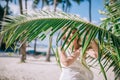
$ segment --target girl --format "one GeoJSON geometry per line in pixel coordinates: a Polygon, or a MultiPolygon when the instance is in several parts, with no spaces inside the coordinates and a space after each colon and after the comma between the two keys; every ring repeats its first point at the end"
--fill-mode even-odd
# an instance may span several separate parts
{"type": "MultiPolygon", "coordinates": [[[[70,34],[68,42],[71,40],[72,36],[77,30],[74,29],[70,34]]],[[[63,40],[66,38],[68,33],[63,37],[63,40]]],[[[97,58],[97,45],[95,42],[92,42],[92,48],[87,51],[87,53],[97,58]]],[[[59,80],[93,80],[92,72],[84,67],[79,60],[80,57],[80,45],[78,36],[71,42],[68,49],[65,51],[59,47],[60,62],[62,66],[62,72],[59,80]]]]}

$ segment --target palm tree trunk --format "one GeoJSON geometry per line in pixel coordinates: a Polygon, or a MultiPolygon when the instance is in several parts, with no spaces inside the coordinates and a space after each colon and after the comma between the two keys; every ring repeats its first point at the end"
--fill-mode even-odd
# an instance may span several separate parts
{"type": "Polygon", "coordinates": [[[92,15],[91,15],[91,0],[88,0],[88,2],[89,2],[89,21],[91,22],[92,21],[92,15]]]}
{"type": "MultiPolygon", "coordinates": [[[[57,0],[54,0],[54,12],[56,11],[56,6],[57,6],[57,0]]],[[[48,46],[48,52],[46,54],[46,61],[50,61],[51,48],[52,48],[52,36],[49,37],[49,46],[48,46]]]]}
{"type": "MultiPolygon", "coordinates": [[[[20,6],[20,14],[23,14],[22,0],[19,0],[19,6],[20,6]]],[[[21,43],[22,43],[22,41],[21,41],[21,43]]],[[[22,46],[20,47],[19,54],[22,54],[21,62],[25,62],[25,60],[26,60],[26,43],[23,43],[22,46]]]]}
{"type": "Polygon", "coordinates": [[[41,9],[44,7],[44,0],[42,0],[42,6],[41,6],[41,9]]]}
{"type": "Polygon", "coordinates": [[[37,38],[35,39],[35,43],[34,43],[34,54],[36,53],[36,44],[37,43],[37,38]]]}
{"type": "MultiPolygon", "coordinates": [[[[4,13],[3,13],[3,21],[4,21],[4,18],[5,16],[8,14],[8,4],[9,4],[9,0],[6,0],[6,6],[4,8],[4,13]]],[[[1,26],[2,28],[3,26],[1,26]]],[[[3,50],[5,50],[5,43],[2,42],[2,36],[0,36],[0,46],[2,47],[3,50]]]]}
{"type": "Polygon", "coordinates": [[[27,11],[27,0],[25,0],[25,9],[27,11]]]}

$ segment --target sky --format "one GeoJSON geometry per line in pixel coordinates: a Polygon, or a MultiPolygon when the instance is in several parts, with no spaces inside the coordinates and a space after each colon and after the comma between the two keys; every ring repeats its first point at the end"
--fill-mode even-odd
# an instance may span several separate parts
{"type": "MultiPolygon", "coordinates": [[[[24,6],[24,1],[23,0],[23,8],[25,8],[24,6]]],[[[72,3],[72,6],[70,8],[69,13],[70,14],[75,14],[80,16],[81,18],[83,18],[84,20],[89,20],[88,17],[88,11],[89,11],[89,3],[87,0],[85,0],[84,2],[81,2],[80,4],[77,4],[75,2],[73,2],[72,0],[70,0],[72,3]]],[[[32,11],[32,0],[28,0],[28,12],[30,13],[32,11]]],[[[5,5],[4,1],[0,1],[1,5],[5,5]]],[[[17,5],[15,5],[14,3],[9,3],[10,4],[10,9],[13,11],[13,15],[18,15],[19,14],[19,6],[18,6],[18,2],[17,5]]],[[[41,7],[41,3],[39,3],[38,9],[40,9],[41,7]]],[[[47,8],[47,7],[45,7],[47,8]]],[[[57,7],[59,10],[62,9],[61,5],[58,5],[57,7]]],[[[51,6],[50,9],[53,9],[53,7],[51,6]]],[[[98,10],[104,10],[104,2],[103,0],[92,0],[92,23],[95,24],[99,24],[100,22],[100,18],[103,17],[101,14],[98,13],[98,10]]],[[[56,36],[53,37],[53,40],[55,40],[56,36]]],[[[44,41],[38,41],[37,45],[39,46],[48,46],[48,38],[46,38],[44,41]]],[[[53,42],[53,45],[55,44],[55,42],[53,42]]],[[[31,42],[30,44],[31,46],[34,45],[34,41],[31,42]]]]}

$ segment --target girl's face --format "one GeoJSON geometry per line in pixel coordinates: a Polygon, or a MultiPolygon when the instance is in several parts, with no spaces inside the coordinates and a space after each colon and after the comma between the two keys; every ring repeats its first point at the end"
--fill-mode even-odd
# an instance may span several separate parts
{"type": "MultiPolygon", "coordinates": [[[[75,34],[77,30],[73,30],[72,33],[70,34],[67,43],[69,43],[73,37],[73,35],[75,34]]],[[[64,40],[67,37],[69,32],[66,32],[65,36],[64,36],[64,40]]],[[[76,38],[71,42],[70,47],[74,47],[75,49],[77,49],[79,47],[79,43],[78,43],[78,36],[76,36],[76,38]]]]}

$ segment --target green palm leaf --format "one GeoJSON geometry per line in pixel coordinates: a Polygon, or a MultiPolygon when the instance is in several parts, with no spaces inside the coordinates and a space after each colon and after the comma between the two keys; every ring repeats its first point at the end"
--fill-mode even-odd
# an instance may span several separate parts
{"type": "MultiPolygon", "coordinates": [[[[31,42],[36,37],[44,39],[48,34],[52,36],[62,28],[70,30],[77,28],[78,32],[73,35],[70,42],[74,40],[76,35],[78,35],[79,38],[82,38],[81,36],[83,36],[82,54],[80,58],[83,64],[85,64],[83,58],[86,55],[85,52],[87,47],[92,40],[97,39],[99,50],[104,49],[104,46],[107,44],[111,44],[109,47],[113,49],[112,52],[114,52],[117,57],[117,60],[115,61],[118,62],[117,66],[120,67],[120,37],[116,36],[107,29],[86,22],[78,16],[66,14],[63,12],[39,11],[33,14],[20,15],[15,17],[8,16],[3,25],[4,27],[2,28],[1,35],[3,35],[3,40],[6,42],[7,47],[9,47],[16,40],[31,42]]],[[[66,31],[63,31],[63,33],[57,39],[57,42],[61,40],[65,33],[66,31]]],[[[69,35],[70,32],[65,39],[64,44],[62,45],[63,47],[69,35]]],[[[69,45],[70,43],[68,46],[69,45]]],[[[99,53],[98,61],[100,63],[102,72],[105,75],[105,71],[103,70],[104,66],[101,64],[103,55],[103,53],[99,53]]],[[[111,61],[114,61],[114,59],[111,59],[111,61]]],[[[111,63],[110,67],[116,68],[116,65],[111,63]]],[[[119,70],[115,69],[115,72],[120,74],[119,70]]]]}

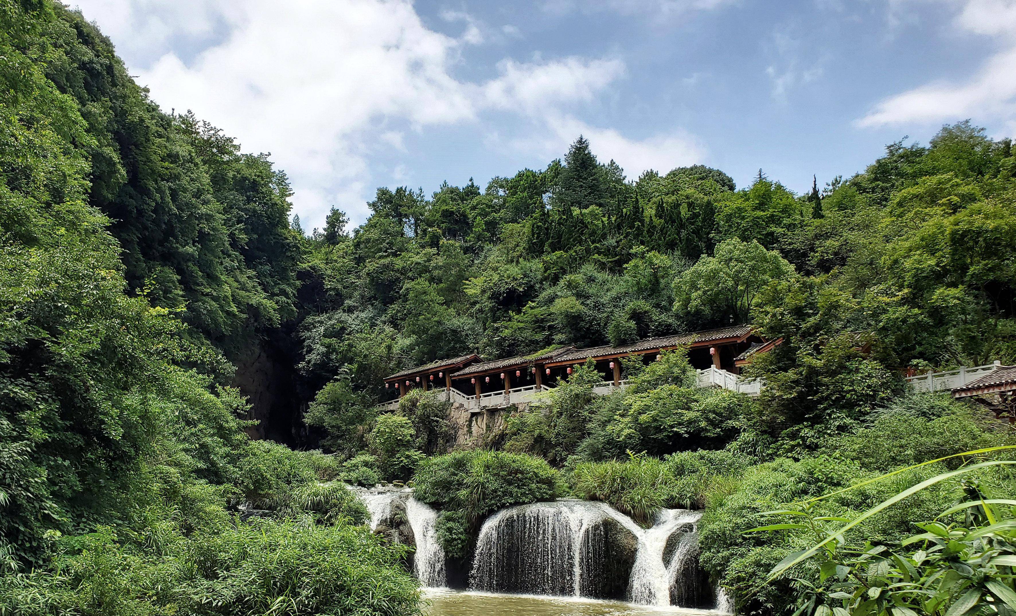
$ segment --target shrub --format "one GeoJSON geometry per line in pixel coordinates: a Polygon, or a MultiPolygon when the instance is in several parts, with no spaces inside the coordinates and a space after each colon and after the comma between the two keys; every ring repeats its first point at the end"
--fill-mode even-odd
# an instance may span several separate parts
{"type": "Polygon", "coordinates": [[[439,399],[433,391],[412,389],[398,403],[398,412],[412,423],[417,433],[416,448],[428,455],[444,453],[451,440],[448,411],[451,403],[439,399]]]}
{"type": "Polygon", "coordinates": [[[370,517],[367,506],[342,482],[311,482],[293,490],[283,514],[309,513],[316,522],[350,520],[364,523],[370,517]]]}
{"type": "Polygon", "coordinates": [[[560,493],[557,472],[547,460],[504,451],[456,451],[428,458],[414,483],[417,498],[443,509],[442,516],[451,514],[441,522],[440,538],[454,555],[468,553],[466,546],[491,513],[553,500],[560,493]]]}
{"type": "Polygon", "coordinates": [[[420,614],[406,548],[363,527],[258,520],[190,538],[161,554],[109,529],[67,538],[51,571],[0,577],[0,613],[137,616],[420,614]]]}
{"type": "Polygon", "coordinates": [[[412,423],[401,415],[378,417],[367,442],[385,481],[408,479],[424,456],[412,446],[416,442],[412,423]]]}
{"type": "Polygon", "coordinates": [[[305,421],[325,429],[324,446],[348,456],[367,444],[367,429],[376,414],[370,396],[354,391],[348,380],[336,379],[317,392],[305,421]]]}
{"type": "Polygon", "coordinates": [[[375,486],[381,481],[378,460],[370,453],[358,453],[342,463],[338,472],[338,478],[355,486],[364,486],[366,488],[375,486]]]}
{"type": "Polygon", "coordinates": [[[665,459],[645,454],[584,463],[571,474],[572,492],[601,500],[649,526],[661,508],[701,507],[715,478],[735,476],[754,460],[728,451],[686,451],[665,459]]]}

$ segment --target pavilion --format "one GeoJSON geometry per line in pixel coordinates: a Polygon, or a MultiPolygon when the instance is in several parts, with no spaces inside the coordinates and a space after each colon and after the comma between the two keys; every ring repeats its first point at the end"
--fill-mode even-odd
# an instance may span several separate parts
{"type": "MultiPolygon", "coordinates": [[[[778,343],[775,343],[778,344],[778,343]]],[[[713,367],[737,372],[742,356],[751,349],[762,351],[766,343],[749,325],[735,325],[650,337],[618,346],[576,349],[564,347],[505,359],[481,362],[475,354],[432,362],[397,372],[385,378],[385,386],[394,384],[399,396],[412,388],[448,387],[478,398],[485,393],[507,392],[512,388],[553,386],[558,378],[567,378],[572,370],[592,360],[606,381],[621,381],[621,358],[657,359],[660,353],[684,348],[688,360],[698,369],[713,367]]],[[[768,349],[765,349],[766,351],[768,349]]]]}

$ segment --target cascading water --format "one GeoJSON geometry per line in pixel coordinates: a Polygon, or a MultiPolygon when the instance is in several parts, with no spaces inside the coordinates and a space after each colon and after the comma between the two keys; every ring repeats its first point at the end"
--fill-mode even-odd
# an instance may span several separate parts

_ _ _ _ _ _ _

Please quote the stretch of the records from the line containing "segment --target cascading" through the end, repeating those lines exactly.

[Output of the task]:
$ segment --target cascading water --format "one GeoJSON geometry per line in pixel coordinates: a Polygon, or a MultiPolygon when the instance is in several parts, with no spaces inside the coordinates and a space after each colon and after the comma between the two keys; every ring repeats its first point at the end"
--fill-mode even-odd
# an instance may span several separate parts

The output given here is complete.